Supplied text below:

Page MenuHomePhabricator

Pushes to docker-registry fail for images with compressed layers of size >1GB
Closed, ResolvedPublic

Description

During stress testing of the docker-registry infrastructure @akosiaris discovered that pushing of images that consist of layers with a compressed size of > 1GB fails (https://phabricator.wikimedia.org/T264209#6546056).

Just extracting the relevant discussion from T264209 into this task:

We need to permanently bump the tmpfs /var/lib/nginx size if we want to be able to consistently push images with blobs that are larger than 1 GB compressed

Couldn't we get around this by using a (bigger) non tmpfs filesystem as client_body_temp_path?
Not sure how much the upload performance would suffer in this case, but we could test that...

+1 on this suggestion. For small requests, there will be minimal writing to a real filesystem for files that exist briefly. These writes would be background I/O in most cases.

End of Supplied text.
Provided records below:

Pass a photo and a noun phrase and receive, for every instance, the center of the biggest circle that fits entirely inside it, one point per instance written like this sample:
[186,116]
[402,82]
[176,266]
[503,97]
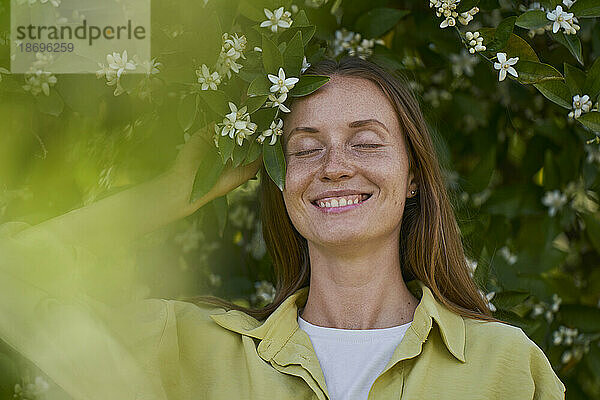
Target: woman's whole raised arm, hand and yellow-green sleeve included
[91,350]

End of Provided records.
Provided records below:

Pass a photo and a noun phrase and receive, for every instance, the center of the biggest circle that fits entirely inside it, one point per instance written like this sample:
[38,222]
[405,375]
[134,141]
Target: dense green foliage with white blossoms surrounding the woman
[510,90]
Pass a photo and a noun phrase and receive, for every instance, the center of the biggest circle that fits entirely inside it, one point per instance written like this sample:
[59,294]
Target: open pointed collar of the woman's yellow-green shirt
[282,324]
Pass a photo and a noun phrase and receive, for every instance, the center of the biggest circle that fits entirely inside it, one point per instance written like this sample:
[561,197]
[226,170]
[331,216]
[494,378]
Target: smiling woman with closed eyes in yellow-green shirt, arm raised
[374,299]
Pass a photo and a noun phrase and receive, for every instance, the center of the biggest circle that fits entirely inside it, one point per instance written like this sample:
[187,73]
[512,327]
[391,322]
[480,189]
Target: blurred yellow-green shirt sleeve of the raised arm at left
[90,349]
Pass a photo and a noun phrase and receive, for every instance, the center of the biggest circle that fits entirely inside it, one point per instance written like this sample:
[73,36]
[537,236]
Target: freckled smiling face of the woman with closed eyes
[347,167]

End of Provided records.

In the docker-registry ticket, which tmpfs path would need a permanent size increase to reliably push images whose blobs are larger than 1 GB compressed?

* [Solution to this task]:
/var/lib/nginx